• **Supplied data**:

━━━

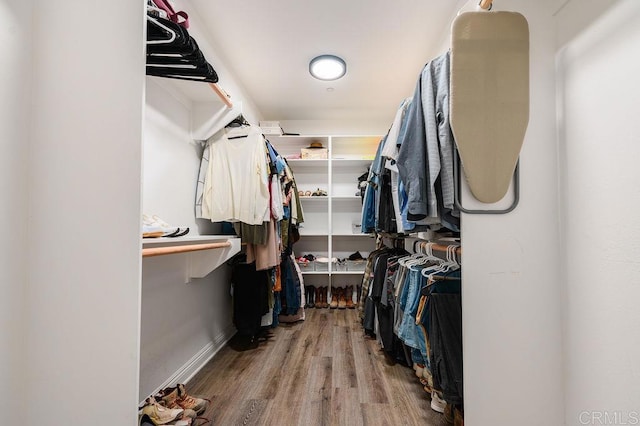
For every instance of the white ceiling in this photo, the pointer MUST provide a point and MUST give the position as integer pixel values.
(268, 45)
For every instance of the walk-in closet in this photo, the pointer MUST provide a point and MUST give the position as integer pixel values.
(201, 231)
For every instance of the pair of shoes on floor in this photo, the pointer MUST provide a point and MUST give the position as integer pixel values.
(342, 298)
(437, 403)
(153, 227)
(174, 406)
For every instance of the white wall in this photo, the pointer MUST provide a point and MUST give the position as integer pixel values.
(598, 111)
(15, 88)
(339, 127)
(82, 314)
(511, 284)
(183, 325)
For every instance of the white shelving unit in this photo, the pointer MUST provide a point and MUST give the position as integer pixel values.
(328, 226)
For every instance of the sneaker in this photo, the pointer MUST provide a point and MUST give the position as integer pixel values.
(177, 397)
(154, 226)
(437, 404)
(158, 414)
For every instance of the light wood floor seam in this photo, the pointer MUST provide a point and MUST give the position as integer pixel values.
(321, 371)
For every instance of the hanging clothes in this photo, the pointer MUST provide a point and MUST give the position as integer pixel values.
(236, 187)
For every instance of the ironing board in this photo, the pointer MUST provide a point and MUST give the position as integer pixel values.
(489, 102)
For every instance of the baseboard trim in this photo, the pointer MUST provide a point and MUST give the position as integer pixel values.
(199, 360)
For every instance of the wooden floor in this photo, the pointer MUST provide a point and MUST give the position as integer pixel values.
(322, 371)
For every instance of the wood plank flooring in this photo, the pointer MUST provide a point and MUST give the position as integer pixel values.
(321, 371)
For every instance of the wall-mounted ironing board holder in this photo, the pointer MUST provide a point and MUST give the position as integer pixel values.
(489, 103)
(457, 191)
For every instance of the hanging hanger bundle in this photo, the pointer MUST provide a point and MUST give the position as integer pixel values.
(171, 51)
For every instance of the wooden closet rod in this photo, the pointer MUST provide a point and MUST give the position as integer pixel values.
(224, 96)
(486, 4)
(159, 251)
(434, 247)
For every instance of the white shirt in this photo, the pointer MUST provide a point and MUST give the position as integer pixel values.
(237, 185)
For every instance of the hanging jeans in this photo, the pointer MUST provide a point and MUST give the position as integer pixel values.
(408, 331)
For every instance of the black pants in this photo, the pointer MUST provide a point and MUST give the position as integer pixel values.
(445, 335)
(250, 297)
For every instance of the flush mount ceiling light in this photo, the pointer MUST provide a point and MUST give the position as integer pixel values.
(327, 67)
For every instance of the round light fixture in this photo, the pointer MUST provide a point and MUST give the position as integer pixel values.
(327, 67)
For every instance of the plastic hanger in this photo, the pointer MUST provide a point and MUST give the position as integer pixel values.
(168, 31)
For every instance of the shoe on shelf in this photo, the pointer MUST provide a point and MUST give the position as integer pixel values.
(355, 256)
(158, 414)
(437, 403)
(154, 226)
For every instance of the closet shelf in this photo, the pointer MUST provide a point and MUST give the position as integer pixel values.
(352, 235)
(303, 161)
(346, 198)
(199, 254)
(351, 162)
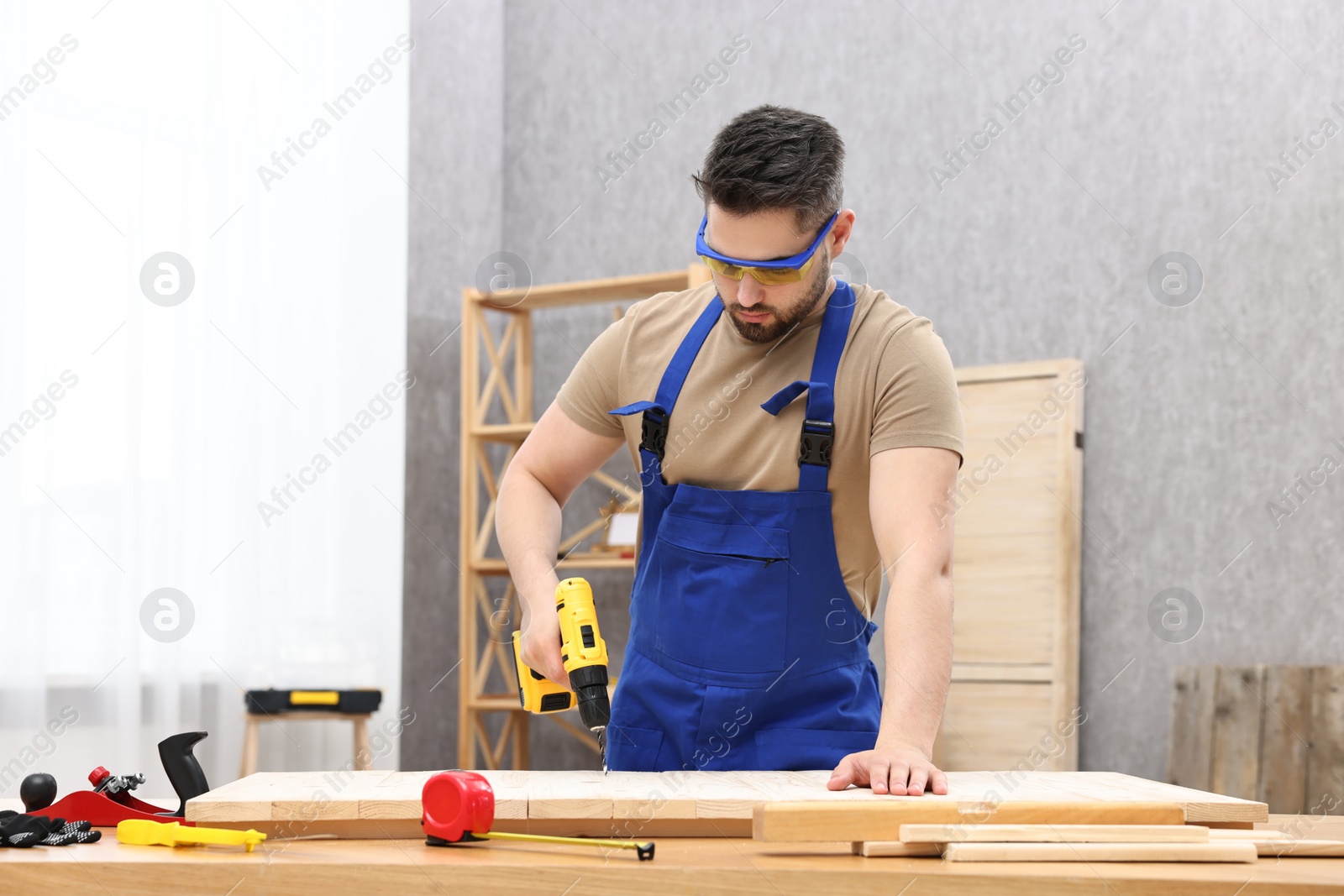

━━━

• **Your goal**: Apart from the images, print all the material above exactly as given.

• **Your response**:
For every instance of the white ceiling in this photo, the pointer MUST provide a point and MUST give the position as integer pixel values.
(268, 45)
For every instance of the walk-in closet in this photo, the pointer MUST provide a point and MUST give the position as integer pixel values.
(201, 231)
For every instance of the pair of shoes on floor in this photo, the pointer MUST provide a point and MUST give the position as integer pixel values.
(342, 298)
(437, 403)
(153, 227)
(174, 406)
For every instance of the white wall in this photo, the pointer MUST provide a point and MUST give the position as integer pixel values.
(598, 111)
(15, 88)
(339, 127)
(82, 314)
(511, 284)
(183, 325)
For every instance of the white shelving unit in this photo, the pointer MUST provide a point and MUST give the position as integer pixel values.
(328, 226)
For every instance of the sneaker in this photo, the pointer MUST provide a point and MUST give the position as integer pixel values.
(177, 397)
(154, 226)
(437, 404)
(158, 414)
For every instance of the light wood floor seam in this photo, the pointer MUST provide a point and MUST give the position as integer pixel values.
(321, 371)
For every instance of the hanging clothes in this photo, the pointer MUST provide a point and MUST give the position as integer pixel values.
(236, 187)
For every instance of the ironing board in this photo, the pointer MUST provide a point and MUST give the position as integer pixel values.
(489, 102)
For every instance of the baseboard trim in this photo, the pointer MUST provide a point and MUST give the position as integer pixel values.
(199, 360)
For every instance of the wooden floor in this photo, the pointer MUST provide a point and MUST give the position as integer pixel values.
(322, 371)
For every instance of the wood plank flooring in this photo, the pointer MUST provide a point and MUST give the position as integer pixel values.
(321, 371)
For every instance of the wall-mounted ironing board holder in this photo, the pointer MUST provide a point and MUST give the position as integer pixel values.
(489, 103)
(457, 191)
For every instance of the hanging hanger bundle in this photo, the pointer MUST provide a point and MUST give the position as integer pixel values.
(171, 51)
For every instance of the wooden closet rod in this photo, the pointer MUST provide a point and MUST give the position as integer pixel values.
(224, 96)
(486, 4)
(159, 251)
(434, 247)
For every instance of the white shirt in this photo, the pointer MUST provide a point and MUST give the position as integer pixel values.
(237, 185)
For every instance of the hanging jeans in this photo, the pointer MUST provide a point and MUST give the position as integer pixel values.
(408, 331)
For every instance of the black pants in this photo, the pointer MUST provide a point and MUST give the position as integer pixel values.
(445, 335)
(250, 297)
For every instance of the flush mount ceiling light in this photo, the pointer MUST provide a point and MUST give the position as integer pixel values.
(327, 67)
For every instance of the round light fixture in this photo, the pointer MUST provide a point and MUST give the position as integer pixel values.
(327, 67)
For every instance of the plastic hanger in this photo, the pointer MUST provide a point and MUST give the position as integer pixel values.
(168, 31)
For every instance of the shoe on shelf in this photo, the pointer MUST provide a point and MUST give the position as integer pixel values.
(355, 256)
(158, 414)
(437, 403)
(154, 226)
For every instance of the closet shelf in this photo, the pointer MUST provide a point and MUST give the position as integer pixel values.
(352, 235)
(303, 161)
(346, 198)
(199, 254)
(351, 162)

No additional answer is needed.